EXERCISE BRIEF
Return all lines of the records that contain the word "upper".

Stored records
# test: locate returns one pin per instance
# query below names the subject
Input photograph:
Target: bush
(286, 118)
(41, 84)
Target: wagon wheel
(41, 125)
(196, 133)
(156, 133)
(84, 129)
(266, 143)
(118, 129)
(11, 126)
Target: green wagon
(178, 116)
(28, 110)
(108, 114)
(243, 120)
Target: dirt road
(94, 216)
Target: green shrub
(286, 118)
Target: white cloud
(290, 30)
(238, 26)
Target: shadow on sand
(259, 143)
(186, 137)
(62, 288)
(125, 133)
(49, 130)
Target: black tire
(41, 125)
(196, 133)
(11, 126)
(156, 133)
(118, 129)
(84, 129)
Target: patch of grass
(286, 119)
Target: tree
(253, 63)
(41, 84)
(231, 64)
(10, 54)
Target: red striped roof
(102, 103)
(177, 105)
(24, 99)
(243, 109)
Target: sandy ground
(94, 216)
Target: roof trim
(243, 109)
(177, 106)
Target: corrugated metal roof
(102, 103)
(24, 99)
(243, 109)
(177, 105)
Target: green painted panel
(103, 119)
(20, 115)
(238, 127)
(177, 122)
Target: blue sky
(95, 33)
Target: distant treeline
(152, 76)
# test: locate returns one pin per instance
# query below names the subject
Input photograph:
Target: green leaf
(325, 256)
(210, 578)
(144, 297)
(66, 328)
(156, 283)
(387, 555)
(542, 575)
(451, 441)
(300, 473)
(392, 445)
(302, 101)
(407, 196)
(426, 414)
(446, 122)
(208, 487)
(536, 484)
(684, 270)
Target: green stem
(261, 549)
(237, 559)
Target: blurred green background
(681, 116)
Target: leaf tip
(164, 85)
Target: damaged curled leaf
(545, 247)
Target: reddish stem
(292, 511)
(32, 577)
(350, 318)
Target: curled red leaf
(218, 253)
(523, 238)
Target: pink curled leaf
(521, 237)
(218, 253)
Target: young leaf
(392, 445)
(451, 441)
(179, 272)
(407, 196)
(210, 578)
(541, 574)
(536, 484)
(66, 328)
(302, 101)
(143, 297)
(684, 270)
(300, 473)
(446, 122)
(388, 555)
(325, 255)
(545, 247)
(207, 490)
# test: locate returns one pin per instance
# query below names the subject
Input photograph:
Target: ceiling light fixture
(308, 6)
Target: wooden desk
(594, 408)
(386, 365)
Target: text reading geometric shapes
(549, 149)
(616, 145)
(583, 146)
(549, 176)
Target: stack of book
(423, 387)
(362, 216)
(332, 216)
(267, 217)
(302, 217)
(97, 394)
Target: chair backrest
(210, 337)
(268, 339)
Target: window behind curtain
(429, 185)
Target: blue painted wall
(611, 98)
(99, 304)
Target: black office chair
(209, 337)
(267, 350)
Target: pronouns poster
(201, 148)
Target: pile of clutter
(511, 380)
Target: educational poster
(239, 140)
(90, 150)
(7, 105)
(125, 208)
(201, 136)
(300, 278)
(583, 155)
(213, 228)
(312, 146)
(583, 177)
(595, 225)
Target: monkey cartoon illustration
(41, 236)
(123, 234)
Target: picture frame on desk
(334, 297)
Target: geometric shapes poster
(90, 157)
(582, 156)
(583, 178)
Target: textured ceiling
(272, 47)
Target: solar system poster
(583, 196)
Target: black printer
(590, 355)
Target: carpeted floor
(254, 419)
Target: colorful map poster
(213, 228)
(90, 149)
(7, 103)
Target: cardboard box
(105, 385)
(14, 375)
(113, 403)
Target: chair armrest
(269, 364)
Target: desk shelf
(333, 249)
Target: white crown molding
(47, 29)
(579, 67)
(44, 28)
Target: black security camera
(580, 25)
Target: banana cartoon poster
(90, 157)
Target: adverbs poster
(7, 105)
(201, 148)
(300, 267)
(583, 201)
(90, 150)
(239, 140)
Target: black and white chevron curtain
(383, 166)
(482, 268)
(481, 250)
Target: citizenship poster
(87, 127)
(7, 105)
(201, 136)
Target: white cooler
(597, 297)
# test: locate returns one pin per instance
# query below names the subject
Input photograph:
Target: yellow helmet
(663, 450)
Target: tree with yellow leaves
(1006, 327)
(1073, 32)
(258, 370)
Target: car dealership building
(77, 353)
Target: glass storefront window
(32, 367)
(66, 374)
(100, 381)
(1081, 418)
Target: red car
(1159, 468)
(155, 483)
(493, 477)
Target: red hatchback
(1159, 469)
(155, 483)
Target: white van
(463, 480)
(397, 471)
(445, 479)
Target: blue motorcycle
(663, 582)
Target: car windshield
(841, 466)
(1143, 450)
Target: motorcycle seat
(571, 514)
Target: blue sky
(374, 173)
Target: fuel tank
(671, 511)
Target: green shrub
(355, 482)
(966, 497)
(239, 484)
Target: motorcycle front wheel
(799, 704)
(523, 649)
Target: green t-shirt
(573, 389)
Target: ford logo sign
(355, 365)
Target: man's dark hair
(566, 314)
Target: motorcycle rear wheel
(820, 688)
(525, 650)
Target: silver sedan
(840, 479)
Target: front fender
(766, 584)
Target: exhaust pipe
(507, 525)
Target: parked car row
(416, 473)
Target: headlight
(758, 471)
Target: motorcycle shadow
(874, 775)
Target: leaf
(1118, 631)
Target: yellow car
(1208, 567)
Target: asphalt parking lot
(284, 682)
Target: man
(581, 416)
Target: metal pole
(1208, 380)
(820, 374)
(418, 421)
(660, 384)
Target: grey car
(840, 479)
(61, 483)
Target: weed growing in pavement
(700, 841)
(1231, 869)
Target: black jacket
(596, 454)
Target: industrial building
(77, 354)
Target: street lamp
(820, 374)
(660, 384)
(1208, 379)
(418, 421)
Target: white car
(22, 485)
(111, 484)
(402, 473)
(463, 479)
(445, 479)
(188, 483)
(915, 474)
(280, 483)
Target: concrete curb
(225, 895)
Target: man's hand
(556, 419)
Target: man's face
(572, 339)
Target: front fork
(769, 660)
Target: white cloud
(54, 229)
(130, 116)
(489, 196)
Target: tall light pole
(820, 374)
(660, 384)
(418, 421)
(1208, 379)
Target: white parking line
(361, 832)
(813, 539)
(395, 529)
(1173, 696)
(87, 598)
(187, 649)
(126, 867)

---

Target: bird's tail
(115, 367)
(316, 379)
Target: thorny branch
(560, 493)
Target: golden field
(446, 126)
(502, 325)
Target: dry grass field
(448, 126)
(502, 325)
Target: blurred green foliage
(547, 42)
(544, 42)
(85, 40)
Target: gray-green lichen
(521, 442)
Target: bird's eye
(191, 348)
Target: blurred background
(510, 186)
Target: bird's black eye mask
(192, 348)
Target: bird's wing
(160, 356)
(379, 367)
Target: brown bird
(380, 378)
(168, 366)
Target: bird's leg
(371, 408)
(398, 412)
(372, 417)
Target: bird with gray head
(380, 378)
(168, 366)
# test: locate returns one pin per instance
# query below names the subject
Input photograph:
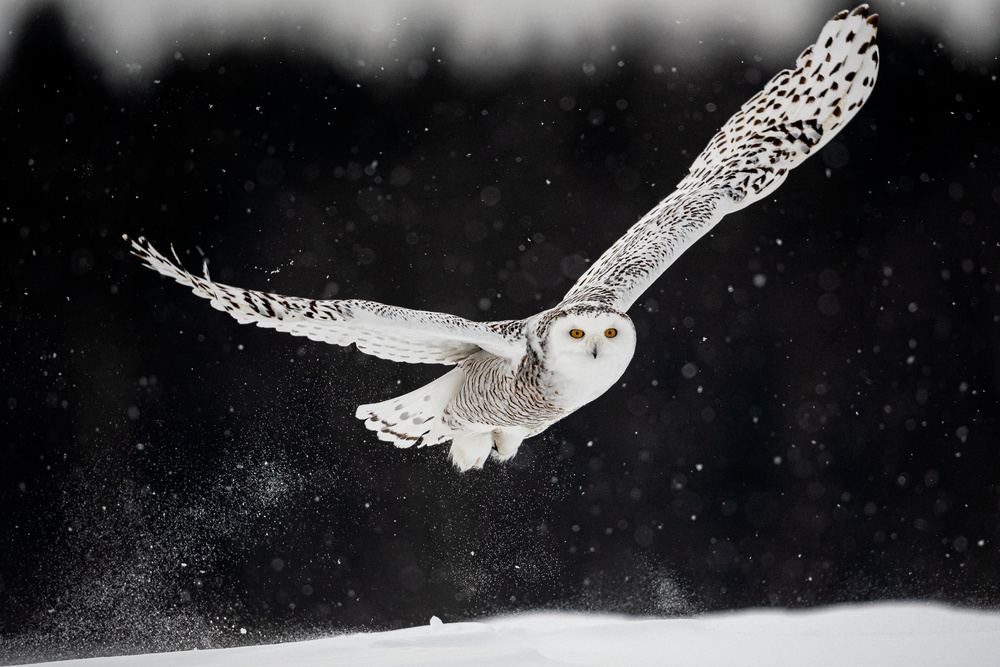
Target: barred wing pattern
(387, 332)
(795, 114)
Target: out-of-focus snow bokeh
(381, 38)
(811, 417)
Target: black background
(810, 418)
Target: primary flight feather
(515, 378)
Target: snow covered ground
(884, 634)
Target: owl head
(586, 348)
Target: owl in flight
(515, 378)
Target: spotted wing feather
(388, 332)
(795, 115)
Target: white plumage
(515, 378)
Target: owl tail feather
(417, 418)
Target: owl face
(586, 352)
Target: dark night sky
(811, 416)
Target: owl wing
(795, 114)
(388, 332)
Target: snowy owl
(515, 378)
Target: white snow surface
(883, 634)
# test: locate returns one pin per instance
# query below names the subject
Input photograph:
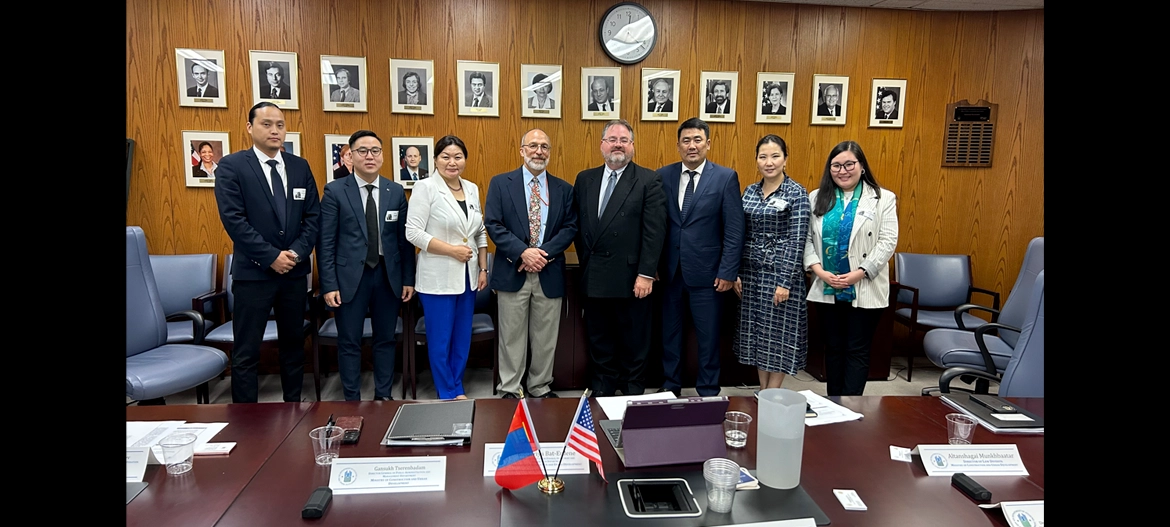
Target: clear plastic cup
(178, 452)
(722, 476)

==

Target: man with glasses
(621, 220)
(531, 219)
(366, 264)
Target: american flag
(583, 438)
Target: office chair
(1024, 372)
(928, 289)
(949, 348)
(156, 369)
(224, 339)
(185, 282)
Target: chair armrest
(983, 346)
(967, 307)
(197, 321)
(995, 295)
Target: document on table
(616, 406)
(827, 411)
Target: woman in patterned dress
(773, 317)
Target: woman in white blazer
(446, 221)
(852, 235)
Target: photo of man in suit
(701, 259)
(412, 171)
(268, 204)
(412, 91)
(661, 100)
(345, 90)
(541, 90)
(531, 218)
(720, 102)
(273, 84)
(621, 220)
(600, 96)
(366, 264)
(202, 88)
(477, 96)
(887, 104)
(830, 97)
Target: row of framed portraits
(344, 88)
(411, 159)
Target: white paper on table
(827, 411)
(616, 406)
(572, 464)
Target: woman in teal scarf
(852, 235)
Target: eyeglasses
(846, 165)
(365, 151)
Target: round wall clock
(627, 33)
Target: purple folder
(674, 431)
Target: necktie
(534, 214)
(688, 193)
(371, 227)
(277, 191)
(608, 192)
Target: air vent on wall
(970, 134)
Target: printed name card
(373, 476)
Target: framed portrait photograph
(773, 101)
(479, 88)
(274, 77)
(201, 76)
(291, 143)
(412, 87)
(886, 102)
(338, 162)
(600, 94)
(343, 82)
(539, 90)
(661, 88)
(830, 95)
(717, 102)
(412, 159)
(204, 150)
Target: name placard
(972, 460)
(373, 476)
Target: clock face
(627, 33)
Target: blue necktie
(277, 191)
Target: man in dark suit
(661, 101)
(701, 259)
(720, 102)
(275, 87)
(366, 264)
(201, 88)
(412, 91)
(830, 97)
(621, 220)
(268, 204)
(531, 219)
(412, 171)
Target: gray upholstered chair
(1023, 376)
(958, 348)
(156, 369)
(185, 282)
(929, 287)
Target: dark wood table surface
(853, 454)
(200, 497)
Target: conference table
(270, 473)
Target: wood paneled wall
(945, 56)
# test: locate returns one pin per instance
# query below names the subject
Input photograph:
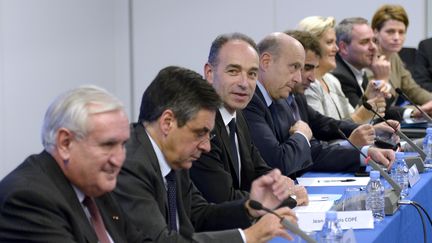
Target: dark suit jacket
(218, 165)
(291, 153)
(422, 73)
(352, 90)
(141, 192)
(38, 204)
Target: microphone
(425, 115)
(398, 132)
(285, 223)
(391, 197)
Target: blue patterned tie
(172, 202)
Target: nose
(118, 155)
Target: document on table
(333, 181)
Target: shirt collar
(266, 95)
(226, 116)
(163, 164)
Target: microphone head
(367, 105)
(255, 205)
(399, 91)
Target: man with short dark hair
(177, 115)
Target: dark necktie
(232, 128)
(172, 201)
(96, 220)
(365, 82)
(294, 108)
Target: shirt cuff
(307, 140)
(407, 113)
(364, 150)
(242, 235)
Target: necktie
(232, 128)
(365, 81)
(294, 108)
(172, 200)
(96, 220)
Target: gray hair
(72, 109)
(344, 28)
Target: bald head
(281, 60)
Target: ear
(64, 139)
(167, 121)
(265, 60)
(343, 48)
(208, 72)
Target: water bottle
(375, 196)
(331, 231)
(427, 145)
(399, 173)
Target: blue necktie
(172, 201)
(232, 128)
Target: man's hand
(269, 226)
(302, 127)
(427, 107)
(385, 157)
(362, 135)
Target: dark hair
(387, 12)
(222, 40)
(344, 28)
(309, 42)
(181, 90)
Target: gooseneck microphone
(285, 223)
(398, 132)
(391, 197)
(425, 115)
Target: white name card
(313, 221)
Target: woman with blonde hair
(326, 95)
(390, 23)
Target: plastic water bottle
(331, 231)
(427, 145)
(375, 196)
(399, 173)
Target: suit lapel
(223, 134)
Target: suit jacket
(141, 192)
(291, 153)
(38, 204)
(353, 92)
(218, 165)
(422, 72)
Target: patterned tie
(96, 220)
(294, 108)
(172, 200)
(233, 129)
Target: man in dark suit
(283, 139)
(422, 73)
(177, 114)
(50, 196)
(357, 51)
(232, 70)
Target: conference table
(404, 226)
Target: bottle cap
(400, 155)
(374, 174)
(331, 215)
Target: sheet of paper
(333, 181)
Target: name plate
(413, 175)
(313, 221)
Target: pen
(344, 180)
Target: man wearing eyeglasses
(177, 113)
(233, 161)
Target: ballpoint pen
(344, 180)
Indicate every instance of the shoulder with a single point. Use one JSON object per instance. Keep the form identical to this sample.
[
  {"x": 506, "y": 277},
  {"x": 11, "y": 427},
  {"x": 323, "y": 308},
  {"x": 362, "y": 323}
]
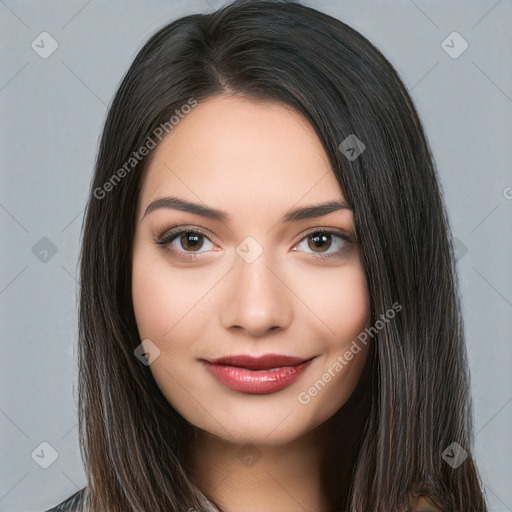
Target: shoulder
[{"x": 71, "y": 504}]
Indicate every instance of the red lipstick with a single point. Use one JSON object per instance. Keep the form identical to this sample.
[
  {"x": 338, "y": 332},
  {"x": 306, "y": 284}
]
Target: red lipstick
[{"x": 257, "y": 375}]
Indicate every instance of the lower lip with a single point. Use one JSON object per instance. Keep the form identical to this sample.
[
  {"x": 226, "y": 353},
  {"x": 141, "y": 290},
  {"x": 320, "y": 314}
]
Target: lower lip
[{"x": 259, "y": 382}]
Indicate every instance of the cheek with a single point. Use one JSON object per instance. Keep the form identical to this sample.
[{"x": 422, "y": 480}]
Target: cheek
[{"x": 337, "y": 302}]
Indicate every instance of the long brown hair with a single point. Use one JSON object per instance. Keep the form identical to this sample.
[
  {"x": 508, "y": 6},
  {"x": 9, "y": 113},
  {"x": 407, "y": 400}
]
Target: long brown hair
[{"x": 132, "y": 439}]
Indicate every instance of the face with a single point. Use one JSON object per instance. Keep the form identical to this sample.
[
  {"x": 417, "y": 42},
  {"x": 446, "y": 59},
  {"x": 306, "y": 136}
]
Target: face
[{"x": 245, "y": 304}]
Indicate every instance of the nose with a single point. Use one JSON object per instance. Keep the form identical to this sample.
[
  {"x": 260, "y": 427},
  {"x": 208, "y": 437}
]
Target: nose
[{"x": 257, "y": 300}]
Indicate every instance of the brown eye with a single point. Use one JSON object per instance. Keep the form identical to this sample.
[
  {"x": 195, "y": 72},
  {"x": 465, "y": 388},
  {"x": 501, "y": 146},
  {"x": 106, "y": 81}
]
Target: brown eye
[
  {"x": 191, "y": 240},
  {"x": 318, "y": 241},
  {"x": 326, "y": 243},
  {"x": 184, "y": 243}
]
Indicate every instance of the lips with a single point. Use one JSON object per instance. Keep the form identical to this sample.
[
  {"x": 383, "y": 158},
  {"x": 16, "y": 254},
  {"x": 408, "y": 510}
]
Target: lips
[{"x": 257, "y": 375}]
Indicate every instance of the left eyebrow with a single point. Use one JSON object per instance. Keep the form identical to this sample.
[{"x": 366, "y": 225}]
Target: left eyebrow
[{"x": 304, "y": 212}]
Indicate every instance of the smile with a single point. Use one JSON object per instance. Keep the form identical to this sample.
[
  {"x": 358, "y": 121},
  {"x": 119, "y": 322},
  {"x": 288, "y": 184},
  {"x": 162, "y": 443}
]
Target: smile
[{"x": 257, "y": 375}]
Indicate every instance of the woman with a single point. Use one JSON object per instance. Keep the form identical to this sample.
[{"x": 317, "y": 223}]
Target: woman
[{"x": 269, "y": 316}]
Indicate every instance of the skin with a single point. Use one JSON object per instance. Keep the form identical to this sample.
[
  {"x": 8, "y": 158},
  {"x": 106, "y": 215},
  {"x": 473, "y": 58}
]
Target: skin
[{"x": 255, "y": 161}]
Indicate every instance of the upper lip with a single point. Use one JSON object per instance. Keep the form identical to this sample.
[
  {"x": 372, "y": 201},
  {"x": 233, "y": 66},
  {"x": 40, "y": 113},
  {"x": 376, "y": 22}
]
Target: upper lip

TASK RESPONSE
Indicate every instance of the upper lip with a single point. Use one JSON object per instance. Keep the form identical to this sample.
Target: upper lip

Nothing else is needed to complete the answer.